— Start Supplied information —

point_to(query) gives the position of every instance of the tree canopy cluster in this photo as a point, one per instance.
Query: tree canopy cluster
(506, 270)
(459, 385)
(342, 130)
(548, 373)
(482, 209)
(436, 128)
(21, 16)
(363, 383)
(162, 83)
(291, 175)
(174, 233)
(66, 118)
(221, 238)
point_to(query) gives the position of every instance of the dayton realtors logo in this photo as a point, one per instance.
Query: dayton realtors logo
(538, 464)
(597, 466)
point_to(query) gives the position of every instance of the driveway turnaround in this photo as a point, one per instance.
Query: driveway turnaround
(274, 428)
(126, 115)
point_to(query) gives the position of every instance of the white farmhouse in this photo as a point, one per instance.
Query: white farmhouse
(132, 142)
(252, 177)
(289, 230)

— End Supplied information —
— Start Supplied information —

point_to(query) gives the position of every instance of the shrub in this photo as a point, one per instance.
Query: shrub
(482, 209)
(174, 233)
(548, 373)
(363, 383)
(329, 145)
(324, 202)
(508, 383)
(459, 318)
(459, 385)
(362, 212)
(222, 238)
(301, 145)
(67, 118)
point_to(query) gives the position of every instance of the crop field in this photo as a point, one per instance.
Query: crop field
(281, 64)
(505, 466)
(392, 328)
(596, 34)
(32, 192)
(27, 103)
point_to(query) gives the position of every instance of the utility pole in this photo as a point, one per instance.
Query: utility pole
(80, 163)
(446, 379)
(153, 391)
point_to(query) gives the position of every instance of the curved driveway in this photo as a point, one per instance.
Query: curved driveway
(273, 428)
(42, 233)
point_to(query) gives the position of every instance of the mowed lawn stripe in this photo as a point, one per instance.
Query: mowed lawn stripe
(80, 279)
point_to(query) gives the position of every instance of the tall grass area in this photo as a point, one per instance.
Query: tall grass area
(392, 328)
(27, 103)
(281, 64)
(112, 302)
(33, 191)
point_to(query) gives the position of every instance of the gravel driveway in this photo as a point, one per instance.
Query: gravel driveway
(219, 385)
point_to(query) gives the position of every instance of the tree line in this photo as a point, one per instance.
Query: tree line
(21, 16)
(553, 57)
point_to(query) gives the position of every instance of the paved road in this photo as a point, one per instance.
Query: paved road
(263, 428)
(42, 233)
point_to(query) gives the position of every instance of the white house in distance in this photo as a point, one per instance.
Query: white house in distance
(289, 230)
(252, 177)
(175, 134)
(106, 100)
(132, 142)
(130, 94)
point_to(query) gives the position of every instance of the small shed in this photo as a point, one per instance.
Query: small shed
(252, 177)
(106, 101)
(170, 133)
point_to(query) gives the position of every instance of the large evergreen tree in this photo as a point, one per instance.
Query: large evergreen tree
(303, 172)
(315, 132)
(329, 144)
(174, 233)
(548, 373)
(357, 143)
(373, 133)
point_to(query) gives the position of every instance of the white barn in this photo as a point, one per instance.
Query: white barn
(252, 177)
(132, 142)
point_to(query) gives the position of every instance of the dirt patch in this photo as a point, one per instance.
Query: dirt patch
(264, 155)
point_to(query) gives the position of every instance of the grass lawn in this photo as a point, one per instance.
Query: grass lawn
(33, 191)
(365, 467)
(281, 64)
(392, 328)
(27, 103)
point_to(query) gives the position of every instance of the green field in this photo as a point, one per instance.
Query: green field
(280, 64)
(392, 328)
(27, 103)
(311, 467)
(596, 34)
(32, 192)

— End Supplied information —

_What you have to do:_
Pick out every line in the records that contains the word “curved”, and copy each one.

_Task answer:_
point_to(query) gives the position of every instance of the curved driveway in this photo as a point, one per instance.
Query: curved driveway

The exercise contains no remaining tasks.